--- READING TEXT ---
-- Begin --

Hi Peter,

Thanks for the feedback.

I've added a thread mutex to the hosts hash table as you suggested and will
send a pull request in the next day or so.

Regards,
Nick

On Mon, Sep 17, 2012 at 8:25 PM, Peter Phaal <peter.ph...@gmail.com> wrote:

> Nicholas,
>
> It makes sense to multi-thread gmond, but looking at your patch, I
> don't see any locking associated with the hosts hashtable. Isn't there
> a possible race if new hosts/metrics are added to the hashtable by the
> UDP thread at the same time the hashtable is being walked by the TCP
> thread?
>
> Peter
>
> On Mon, Sep 17, 2012 at 6:03 AM, Nicholas Satterly <nfsatte...@gmail.com>
> wrote:
> > Hi Chris,
> >
> > I've discovered there are two contributing factors to problems like this.
> >
> > 1. the number of metrics being sent (possibly in short bursts) can
> overflow
> > the UDP receive buffer.
> > 2. the time it takes to process metrics in the UDP receive buffer causes
> TCP
> > connections from the gmetad's to timeout (currently hard-coded to 10
> > seconds)
> >
> > In your case, you are probably dropping UDP packets because gmond can't
> keep
> > up. Gmond was enhanced to allow you to increase the UDP buffer size back
> in
> > April. I suggest you upgrade to the latest version and set this a
> sensible
> > value for your environment.
> >
> > udp_recv_channel {
> >   port = 1234
> >   buffer = 1024000
> > }
> >
> > To determine what is sensible is a bit of trial and error. Run "netstat
> -su"
> > and keep increasing the value until you no longer see the number of
> "packet
> > receive errors" going up.
> >
> > $ netstat -su
> > Udp:
> >     7941393 packets received
> >     23 packets to unknown port received.
> >     0 packet receive errors
> >     10079118 packets sent
> >
> > The other possibility is that it takes so long for a gmetad to pull back
> all
> > the metrics you are collecting for a cluster that you are preventing the
> > gmond from processing metric data received via UDP. Again this can cause
> the
> > UDP receive buffer to overflow.
> >
> > The problem we had at my work is related to all of the above but
> manifested
> > itself in a slightly different way. We were seeing gaps in all our graphs
> > because at times none of the servers in a cluster would respond to gmetad
> > poll within 10 seconds. I used to think that the gmond was completely
> hung
> > but realised that they would respond normally most of the time but every
> > minute or so it woul take about 20-25 seconds. This happened to coincide
> > with the UDP receive queue growing ("Recv-Q" column below) and I realised
> > that it took this long for the gmond to process the metric data it had
> > received via UDP from all the other servers in the cluster.

-- End --

--- Records from a data collection ---
-- Begin --

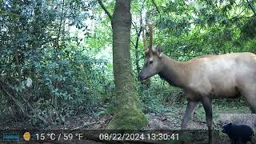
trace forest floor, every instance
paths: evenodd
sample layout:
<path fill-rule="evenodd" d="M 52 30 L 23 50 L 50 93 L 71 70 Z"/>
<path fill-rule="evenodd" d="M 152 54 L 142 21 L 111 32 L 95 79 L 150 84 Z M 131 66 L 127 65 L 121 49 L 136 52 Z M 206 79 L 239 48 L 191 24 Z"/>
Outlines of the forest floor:
<path fill-rule="evenodd" d="M 246 106 L 239 106 L 235 104 L 233 106 L 231 103 L 227 109 L 226 106 L 214 106 L 214 130 L 219 130 L 222 122 L 220 122 L 219 114 L 222 113 L 250 113 L 249 108 Z M 184 104 L 173 104 L 168 106 L 165 109 L 164 112 L 161 113 L 149 113 L 146 114 L 146 117 L 149 120 L 149 124 L 145 130 L 179 130 L 181 125 L 181 120 L 186 110 L 186 105 Z M 202 106 L 198 106 L 195 110 L 191 120 L 188 122 L 187 128 L 190 130 L 207 130 L 206 122 L 205 122 L 204 110 Z M 81 114 L 74 116 L 66 120 L 66 122 L 62 125 L 50 126 L 46 127 L 46 130 L 103 130 L 106 127 L 109 122 L 112 119 L 112 115 L 99 115 L 90 116 L 88 114 Z M 255 123 L 256 126 L 256 123 Z M 0 129 L 2 130 L 37 130 L 34 126 L 32 126 L 29 122 L 18 122 L 10 121 L 6 123 L 0 123 Z M 224 134 L 222 134 L 224 136 Z M 226 142 L 228 137 L 226 135 L 223 138 Z M 91 143 L 90 142 L 89 143 Z M 93 142 L 94 143 L 94 142 Z"/>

-- End --

--- TASK DIRECTIONS ---
Please answer these questions about the gmond email thread:
(a) What did Nick add to the hosts hash table?
(b) What is the hard-coded timeout for TCP connections from the gmetads?
(c) Which command should be run while adjusting the UDP buffer value?

--- CORRECT RESULT ---
(a) A thread mutex
(b) 10 seconds
(c) "netstat -su"